Records for the exercise
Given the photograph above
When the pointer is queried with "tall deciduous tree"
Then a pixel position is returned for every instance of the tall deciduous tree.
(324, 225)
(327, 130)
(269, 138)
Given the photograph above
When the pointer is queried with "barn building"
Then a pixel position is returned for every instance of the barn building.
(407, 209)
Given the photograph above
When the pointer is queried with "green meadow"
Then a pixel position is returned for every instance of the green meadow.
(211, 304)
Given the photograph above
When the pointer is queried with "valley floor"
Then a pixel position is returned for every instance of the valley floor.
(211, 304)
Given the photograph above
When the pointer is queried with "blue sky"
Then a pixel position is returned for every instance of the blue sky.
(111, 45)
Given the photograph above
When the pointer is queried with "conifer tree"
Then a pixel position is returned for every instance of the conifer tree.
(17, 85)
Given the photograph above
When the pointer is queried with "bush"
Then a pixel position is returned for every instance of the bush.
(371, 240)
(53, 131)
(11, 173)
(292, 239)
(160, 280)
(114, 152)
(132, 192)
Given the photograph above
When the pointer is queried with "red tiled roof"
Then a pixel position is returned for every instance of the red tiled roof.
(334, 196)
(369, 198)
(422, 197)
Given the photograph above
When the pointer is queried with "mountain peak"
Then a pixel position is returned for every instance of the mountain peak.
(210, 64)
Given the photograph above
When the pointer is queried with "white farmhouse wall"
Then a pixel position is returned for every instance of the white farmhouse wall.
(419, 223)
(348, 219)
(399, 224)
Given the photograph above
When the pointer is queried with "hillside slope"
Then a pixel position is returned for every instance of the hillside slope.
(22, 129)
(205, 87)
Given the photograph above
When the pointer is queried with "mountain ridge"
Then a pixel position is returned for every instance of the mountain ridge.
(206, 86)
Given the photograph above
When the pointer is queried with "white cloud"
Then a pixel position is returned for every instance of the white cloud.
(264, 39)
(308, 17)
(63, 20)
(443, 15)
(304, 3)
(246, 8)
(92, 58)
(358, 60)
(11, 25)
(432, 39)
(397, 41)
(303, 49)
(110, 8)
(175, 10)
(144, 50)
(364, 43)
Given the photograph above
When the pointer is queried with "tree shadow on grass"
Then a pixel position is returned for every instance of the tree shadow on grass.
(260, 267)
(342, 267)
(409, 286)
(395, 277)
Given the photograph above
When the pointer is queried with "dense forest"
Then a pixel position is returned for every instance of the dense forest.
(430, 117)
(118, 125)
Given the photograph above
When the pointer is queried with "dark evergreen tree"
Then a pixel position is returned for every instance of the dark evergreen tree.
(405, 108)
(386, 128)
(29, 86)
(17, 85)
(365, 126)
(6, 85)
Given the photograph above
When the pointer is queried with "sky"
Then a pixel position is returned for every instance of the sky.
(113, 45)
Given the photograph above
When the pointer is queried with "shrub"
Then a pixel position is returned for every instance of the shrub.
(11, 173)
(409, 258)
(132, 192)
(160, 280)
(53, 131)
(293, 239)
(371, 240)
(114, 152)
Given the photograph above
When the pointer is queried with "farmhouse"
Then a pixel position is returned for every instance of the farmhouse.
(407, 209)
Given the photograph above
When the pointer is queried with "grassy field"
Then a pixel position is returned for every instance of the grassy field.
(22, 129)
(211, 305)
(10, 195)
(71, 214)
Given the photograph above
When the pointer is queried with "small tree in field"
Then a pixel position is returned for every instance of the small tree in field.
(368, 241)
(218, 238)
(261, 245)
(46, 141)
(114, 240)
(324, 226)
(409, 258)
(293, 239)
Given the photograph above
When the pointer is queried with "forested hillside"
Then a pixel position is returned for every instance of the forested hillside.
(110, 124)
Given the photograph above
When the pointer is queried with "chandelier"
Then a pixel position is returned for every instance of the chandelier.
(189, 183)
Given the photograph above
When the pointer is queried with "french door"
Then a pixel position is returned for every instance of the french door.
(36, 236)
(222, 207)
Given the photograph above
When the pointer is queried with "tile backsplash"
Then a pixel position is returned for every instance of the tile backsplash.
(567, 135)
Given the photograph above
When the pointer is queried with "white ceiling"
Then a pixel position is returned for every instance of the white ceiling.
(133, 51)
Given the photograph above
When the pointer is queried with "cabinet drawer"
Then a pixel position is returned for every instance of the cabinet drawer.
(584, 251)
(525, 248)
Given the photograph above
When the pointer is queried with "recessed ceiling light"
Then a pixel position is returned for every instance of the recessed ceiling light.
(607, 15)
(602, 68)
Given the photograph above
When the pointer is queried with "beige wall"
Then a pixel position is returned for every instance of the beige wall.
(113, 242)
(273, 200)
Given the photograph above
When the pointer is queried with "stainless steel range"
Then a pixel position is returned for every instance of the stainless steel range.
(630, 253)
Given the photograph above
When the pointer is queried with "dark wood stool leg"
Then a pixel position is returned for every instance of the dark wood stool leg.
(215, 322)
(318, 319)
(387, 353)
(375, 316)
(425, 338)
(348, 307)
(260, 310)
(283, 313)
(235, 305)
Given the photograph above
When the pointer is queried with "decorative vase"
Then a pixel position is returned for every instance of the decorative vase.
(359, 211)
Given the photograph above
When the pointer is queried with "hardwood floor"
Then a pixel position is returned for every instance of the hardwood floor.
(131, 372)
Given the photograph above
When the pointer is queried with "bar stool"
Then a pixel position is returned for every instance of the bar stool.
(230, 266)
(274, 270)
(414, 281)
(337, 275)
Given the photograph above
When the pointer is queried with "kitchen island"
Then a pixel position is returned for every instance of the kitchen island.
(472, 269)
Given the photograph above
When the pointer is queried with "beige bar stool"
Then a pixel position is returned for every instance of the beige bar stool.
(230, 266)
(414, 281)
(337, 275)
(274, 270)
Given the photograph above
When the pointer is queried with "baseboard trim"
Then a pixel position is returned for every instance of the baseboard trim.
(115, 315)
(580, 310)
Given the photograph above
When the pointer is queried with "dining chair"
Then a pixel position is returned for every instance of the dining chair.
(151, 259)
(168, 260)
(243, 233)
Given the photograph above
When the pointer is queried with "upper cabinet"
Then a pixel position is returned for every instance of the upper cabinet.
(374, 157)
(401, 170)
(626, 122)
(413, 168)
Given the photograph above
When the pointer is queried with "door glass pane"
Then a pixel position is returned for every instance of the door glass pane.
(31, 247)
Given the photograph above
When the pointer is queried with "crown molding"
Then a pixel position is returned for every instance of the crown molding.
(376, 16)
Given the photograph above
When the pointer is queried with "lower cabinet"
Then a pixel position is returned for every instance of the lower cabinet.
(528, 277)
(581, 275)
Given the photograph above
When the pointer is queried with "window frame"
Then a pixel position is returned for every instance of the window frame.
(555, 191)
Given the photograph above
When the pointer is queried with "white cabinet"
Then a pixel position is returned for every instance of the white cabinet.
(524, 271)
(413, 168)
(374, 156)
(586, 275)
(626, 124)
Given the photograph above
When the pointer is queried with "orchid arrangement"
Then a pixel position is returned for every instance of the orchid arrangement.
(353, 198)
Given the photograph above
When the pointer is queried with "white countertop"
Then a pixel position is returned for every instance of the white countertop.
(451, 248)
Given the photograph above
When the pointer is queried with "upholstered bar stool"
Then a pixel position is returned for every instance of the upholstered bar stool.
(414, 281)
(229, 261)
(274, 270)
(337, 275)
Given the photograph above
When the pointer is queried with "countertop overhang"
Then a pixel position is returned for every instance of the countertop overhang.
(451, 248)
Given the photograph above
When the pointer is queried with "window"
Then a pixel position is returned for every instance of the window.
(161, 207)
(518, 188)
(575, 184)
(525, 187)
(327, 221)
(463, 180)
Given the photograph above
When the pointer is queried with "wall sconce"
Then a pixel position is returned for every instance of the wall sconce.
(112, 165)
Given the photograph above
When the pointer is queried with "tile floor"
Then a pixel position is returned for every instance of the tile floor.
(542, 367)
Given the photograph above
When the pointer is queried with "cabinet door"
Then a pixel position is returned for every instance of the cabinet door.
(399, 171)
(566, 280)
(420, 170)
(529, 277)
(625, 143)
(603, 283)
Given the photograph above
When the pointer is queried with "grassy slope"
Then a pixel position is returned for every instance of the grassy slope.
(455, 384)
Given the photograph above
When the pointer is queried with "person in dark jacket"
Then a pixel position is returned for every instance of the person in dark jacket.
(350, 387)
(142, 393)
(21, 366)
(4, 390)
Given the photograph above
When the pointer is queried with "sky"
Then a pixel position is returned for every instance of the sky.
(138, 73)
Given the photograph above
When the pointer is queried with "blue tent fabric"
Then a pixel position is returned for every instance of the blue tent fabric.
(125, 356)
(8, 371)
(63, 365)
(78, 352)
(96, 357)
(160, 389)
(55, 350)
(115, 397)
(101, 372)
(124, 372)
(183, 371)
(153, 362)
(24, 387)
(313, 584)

Exercise task
How many of the lines above contain the word "dense"? Reply with the number alone.

Solution below
2